══ Data for the task ══

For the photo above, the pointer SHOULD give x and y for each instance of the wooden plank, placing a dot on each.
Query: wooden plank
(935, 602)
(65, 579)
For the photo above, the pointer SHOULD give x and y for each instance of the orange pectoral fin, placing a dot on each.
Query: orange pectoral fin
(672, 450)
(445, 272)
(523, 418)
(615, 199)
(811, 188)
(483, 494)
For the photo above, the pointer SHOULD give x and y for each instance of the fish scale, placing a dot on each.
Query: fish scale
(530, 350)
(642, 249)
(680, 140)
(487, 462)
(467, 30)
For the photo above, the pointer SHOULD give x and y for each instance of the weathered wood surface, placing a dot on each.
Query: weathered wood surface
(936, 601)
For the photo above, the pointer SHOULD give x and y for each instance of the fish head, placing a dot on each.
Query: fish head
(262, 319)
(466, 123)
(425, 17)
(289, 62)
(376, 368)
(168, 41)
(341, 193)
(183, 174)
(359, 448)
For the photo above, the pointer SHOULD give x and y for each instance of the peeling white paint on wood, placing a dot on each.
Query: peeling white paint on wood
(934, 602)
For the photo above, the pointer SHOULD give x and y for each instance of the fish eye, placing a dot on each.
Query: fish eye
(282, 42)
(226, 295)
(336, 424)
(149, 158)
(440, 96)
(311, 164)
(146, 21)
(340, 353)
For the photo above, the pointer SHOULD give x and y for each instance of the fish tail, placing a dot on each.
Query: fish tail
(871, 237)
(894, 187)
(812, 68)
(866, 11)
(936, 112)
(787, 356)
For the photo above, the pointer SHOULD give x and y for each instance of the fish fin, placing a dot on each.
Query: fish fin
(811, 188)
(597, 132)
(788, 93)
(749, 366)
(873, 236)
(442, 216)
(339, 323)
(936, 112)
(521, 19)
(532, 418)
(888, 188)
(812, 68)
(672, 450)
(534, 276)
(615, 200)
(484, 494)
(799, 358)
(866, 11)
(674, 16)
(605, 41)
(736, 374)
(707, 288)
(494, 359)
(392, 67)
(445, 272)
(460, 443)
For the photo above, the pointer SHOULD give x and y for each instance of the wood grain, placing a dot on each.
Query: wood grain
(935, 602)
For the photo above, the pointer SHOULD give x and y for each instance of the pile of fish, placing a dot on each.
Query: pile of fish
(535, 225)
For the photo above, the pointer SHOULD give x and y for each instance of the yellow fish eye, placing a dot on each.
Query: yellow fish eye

═══

Can you write out, word for word, the lines of the items above, starting with the line containing "the fish eye, placing a dot on each." and going on through the final line of the items?

For the photo above, the pointer SHOULD give x and y for each instance of the fish eye, placing a dot on each.
Query: fish eye
(282, 42)
(226, 295)
(336, 424)
(149, 158)
(440, 96)
(311, 164)
(146, 21)
(340, 353)
For the photo above, the pointer SHOULD give x and y for each instance of the fish tail, placing a dot on each.
Query: fish tail
(871, 237)
(894, 187)
(812, 68)
(866, 11)
(936, 112)
(787, 356)
For the photo above, the pointer SHOULD give x and y for each instance of the fish fin, placing a dot on each.
Query: fish fin
(811, 188)
(597, 132)
(788, 93)
(749, 366)
(873, 236)
(442, 216)
(339, 323)
(936, 112)
(521, 19)
(532, 418)
(888, 188)
(812, 68)
(672, 450)
(534, 276)
(615, 200)
(484, 494)
(799, 358)
(866, 11)
(674, 16)
(605, 41)
(736, 374)
(707, 288)
(494, 359)
(392, 67)
(445, 272)
(460, 443)
For the photo above, the pointer SHOULD give x and y for each instance of the wood grain, placing a dot on each.
Query: wood grain
(935, 602)
For the photo above, the pointer SHOULD give x and y for each instance of the pile of fish, placing a dot on each.
Query: pile of fish
(535, 225)
For the photo above, the pointer SHOULD give x and y for each instance of the yellow fish eye, placing a dot on each.
Query: yellow fish eye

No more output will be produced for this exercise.